(Beginning of EXCERPT PROVIDED)
(Bloomberg) -- Japan’s ruling Liberal Democratic Party is looking to provide new support for heavily indebted firms amid fears that some of them may go bust after a Covid-related credit program ends, a senior party official said.

“The public and private sectors need to cooperate quickly to provide aid,” said Satsuki Katayama, head of the LDP’s Research Commission on the Finance and Banking Systems in an interview last month. 

The LDP will draw up new support proposals for firms at risk of default, and aims to have them reflected in the government’s economic package that will be put together by the end of the month, Katayama said. 

The new measures would follow on from a pandemic program of loans launched in March 2020 that deferred the paying of interest for up to three years and principal repayments for up to five years. Applications for that program ended in September.

Renewed support for firms that are effectively insolvent on paper is likely to fuel concern that the government is overdoing its efforts to keep inefficient businesses in operation, a factor that can contribute to lower growth over the longer term. 

“We’re not planning some kind of uncontrolled attempt to keep zombie firms alive, but we need this type of effort to maintain the regions,” Katayama said.

Core local businesses and transportation providers are among the firms still suffering from the impact of Covid and in need of support, she added.

A possible solution might be for a public-private fund focused on regional revitalization to help deal with the economic effects of the pandemic, she said. The Regional Economy Vitalization Corporation of Japan could buy up the debt of struggling companies and reduce the burden of repayments, Katayama said. Private-sector institutions might then be encouraged to offer new financing. 

This kind of public-private cooperation was used to support the recovery from the massive earthquake, tsunami and nuclear disaster in northeastern Japan in 2011, Katayama added. 

While other countries including the US and UK have provided financing for SMEs hit by the virus, the scale of Japan’s aid has been enormous. The interest-deferred loan program to Covid-hit companies still has outstanding debt of 18.2 trillion yen ($126 billion) loaned by the government and 23 trillion yen lent by the private sector, according to the economy and industry ministry.

The Bank of Japan is now phasing out its Covid-era funding programs for struggling firms, some of which overlap with the government’s various loan programs. The BOJ’s extra loans during the pandemic peaked at just over 100 trillion yen in March, enough to pay off the debts left behind by every company that went out of business in the last two decades owing at least 10 million yen, according to Tokyo Shoko Research Ltd. figures.

With the unprecedented support from the government and BOJ, bankruptcies fell in 2021 to their lowest level since 1964 despite the global health crisis, according to Tokyo Shoko Research. Still, the number of companies that can’t cover their debt servicing costs from current profits for an extended period -- one definition of a “zombie firm” -- remains relatively large. 

According to an estimate by Teikoku Databank, more than 10% of Japan’s companies fell into this category in 2020. Among these 165,000 firms, about 80% had borrowed money under special Covid terms, and 15.5% were concerned about repaying their debts.
(End of EXCERPT PROVIDED)
* YOUR TASK: In the article on Japanese support for indebted firms, in what month did applications for the pandemic loan program end?
(Beginning of SOURCE MATERIAL)
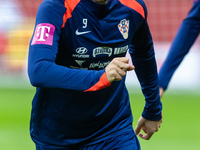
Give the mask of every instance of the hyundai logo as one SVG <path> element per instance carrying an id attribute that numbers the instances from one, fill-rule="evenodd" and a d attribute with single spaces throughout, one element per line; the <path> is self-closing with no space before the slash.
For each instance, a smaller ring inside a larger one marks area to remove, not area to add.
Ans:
(End of SOURCE MATERIAL)
* ANSWER SECTION: September